__INSTRUCTIONS__.
1/ From the forum thread on the McAfee firewall, reproduce the passage starting with "I'm trying to" and going on through "not with MSIE.".
2/ In the forum thread on the McAfee firewall, which program did the poster explicitly allow for outgoing traffic to restore web access?

__DOCUMENT SEGMENT__.
## Begin
# McAfee firewall suddenly blocking WWW



## coolberg (Feb 1, 2015)

I'm trying to help an older relative with her
new Windows 8 computer. Until a week ago,
everything worked fine - since then, she
couldn't open any address in MSIE. Email
(SMTP and POP) worked fine. I tried
ping, and almost all addresses I tried got
a timeout. Actually, one particular address 
worked with ping, though not with MSIE.
Neither named addresses (like IBM - United States)
nor IP addresses worked.

By explicitly allowing iexplore.exe for
outgoing traffic in the McAfee firewall,
I made it work again.

But - where is the general rule disallowing
MSIE, ping etc, and how come this happened
suddenly? I guess it's some port-level rule,
since both MSIE and ping are affected,
but just can't find it in the list of
firewall rules.


----------



## etaf (Dec 28, 2008)
## End
Pointing lines
## Begin
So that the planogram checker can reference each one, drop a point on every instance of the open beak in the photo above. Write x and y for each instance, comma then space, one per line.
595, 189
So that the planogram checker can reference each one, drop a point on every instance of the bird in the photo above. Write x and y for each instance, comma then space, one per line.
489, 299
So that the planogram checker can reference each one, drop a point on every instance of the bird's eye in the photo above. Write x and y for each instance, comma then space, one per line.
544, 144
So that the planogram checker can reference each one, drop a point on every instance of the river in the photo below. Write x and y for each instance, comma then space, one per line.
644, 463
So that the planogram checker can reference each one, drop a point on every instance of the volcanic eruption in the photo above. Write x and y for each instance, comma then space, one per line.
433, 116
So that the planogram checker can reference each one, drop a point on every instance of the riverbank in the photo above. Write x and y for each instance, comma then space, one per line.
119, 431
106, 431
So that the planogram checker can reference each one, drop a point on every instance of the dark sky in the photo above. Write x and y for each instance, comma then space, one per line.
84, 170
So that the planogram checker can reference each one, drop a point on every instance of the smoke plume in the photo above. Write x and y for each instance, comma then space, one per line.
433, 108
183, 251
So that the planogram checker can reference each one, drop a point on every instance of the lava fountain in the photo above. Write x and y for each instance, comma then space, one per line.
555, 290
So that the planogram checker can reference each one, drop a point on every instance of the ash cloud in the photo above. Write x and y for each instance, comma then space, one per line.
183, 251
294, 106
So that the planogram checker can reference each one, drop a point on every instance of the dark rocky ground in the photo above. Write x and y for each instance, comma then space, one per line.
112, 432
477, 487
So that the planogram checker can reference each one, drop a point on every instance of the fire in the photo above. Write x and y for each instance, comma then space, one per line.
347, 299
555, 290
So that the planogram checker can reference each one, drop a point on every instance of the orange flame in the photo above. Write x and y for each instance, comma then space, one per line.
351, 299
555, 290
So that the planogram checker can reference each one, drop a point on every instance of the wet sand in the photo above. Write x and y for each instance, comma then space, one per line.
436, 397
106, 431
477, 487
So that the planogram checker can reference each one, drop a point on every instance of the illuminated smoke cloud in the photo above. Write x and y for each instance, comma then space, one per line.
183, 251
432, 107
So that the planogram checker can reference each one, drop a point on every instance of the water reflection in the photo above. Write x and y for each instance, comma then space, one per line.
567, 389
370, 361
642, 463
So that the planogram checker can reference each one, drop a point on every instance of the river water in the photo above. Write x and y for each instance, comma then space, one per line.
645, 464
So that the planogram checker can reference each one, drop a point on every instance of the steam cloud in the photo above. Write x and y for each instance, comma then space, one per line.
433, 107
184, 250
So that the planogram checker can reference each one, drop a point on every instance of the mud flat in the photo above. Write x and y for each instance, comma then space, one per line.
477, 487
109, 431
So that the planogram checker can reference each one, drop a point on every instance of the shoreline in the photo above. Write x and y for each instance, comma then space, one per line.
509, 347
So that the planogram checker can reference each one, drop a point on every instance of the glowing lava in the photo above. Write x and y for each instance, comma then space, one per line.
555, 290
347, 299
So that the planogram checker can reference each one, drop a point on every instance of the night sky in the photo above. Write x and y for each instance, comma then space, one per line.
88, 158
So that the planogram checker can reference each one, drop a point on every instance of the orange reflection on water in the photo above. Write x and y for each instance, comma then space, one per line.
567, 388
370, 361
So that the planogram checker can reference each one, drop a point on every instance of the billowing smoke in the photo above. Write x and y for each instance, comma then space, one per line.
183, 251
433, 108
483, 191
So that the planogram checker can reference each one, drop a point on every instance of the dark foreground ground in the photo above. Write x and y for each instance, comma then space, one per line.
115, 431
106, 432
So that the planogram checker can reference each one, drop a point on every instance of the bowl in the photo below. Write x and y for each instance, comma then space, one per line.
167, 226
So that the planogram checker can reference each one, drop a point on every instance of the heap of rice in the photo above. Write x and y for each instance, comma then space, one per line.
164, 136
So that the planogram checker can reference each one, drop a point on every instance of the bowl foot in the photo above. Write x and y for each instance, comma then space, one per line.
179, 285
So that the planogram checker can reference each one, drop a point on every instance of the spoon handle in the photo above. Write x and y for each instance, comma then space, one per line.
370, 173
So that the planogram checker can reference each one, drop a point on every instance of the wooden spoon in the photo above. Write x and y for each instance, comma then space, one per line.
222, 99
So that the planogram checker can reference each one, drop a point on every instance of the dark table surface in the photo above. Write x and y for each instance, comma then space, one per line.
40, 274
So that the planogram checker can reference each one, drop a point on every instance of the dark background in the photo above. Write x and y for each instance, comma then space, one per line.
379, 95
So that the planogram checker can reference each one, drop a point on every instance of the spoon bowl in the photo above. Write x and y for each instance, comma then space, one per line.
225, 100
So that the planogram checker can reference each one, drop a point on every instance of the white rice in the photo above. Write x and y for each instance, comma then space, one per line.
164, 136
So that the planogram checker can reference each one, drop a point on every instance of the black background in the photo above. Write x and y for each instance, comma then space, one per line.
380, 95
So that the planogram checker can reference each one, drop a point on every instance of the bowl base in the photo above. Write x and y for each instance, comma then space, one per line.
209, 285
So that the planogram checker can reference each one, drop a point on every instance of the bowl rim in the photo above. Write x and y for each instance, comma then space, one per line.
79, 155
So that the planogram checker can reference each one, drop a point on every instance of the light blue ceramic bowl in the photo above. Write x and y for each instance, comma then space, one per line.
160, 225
## End
__SET OF ANSWERS__.
1/
I'm trying to help an older relative with her
new Windows 8 computer. Until a week ago,
everything worked fine - since then, she
couldn't open any address in MSIE. Email
(SMTP and POP) worked fine. I tried
ping, and almost all addresses I tried got
a timeout. Actually, one particular address 
worked with ping, though not with MSIE.

2/ iexplore.exe